*QUESTIONS À TRAITER*:
**1)** D'après le texte sur le refus de porter le masque au travail, à quoi servait, selon le TAT, l'utilisation du droit de refus par le travailleur ?
**2)** Rédigez la suite du texte sur le refus de porter le masque au travail, en commençant après sa dernière phrase.

*TEXTE FOURNI*:
"""

Arrivé à son poste de travail, le travailleur a retiré son masque puisque, selon lui, la distance de plus de deux mètres entre ses collègues et les séparateurs étaient suffisants.

Au soutien de son droit de refus, le travailleur alléguait que le port du masque entraînait un danger par manque d’oxygène, par accumulation de dioxyde de carbone et par contamination bactérienne causée par la chaleur et l’humidité sous ce masque. De plus, le risque de contamination était augmenté du fait qu’il toucherait nécessairement son masque pendant la journée de travail. Selon lui, le port du masque était inefficace et comportait plus de risques que d’avantages.

Le TAT retient qu’au moment où le travailleur a enlevé son masque et a refusé de le remettre, il n’appréhendait aucun danger. Il trouvait simplement illogique le port obligatoire d’un masque inefficace. De plus, l’utilisation du droit de refus était un prétexte pour justifier un acte d’insubordination et pour tenter de contrecarrer des mesures disciplinaires potentielles.

"""

*DONNÉES FOURNIES*:
"""

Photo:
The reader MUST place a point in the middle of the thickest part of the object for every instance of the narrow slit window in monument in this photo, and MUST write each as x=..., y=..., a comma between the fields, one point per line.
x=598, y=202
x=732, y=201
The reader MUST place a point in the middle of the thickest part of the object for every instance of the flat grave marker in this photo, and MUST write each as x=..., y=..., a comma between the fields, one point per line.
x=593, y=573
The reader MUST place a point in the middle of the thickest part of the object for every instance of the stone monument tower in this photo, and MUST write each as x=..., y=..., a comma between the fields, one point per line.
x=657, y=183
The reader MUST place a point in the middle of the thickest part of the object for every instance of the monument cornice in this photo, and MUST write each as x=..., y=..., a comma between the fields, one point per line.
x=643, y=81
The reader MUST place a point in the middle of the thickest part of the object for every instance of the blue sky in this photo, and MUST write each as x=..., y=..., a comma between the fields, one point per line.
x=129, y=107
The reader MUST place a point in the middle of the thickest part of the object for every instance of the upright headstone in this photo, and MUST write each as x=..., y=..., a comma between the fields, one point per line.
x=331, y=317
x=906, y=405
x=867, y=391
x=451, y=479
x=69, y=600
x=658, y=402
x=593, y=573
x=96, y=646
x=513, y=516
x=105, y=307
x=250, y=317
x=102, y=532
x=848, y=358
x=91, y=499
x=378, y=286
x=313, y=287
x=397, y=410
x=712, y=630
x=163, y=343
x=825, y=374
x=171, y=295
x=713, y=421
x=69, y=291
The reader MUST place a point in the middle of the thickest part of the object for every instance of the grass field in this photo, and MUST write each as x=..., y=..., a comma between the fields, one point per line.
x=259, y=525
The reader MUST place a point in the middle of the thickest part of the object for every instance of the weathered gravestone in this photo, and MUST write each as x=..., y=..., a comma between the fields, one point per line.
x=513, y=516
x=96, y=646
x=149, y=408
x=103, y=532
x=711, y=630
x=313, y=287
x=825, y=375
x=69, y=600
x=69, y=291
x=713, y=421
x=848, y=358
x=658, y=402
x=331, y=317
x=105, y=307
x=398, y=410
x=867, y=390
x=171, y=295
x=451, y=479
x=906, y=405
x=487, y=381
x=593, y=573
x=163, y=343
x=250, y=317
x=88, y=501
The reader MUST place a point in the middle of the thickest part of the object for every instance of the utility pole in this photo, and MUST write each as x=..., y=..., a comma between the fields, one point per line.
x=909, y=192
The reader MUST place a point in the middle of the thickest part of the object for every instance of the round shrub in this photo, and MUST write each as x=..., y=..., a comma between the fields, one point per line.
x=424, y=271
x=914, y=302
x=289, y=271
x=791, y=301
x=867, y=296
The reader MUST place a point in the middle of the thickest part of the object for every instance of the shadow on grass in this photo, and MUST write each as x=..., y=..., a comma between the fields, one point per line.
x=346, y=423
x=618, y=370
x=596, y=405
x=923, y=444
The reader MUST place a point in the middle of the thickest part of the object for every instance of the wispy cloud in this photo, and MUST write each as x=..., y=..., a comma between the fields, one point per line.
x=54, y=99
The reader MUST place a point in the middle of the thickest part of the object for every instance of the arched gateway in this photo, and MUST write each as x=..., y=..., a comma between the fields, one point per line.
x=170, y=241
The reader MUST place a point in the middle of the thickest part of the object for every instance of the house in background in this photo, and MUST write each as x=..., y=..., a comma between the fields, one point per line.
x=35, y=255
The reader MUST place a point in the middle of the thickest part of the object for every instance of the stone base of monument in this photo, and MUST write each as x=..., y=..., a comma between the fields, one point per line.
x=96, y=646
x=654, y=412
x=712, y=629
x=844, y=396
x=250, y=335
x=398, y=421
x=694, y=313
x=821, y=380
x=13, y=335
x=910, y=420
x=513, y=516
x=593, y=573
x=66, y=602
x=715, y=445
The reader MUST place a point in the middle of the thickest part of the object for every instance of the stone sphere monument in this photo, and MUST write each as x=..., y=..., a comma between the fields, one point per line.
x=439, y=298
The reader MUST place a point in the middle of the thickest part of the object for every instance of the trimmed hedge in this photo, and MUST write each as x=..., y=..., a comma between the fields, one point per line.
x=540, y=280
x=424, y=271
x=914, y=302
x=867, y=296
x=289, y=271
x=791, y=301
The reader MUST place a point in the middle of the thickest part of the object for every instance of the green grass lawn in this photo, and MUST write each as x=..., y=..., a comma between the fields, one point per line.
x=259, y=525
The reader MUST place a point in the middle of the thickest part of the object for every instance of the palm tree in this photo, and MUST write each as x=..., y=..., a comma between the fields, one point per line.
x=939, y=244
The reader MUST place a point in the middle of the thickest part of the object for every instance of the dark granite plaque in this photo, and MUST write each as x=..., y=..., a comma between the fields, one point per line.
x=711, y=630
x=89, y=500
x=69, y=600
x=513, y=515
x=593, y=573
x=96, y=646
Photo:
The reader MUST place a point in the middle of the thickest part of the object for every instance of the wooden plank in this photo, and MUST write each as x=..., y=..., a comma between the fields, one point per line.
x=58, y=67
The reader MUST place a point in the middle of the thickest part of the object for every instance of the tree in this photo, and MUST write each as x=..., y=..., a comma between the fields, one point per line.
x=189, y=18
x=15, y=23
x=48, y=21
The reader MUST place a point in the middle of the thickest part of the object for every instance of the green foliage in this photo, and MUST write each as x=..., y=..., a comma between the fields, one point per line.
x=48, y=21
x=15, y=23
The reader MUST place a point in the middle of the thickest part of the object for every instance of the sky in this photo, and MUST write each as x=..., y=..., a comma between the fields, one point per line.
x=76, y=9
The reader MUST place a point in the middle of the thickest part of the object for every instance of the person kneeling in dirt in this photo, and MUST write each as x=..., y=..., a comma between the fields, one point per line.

"""

*RÉPONSES NUMÉROTÉES*:
**1)** Elle servait de prétexte pour justifier un acte d'insubordination et pour tenter de contrecarrer des mesures disciplinaires potentielles.

**2)**
Bien que le désir de s’exprimer et de défendre son point de vue soit légitime, le véhicule pris pour y parvenir n’est pas le bon.

Ainsi, aucun motif raisonnable et objectif ne permettait au travailleur de refuser d’exécuter son travail. En refusant d’adhérer à une mesure de prévention prise par l’employeur avec l’aval de la santé publique en pleine crise sanitaire, le travailleur a mis en péril sa santé et celle de ses collègues, en plus de s’exposer à des mesures disciplinaires. Il a tenté de justifier son comportement après coup par l’usage abusif d’un droit de refus.

Le TAT déclare donc qu’il n’existait pas de danger justifiant un refus de travail.

Inconstitutionnalité d’une loi de retour au travail

Dans le contexte des négociations devant mener au renouvellement de la convention collective des juristes de l’État, échue depuis mars 2015, l’Assemblée nationale a adopté une loi, en février 2017, forçant le retour au travail et établissant un processus menant à une nouvelle convention collective, qu’il y ait entente ou non.

Cette loi a été contestée par le syndicat représentant les juristes de l’état, lequel invoquait la liberté d’association. La Cour supérieure a déclaré la loi invalide, ce que vient de confirmer la Cour d’appel6.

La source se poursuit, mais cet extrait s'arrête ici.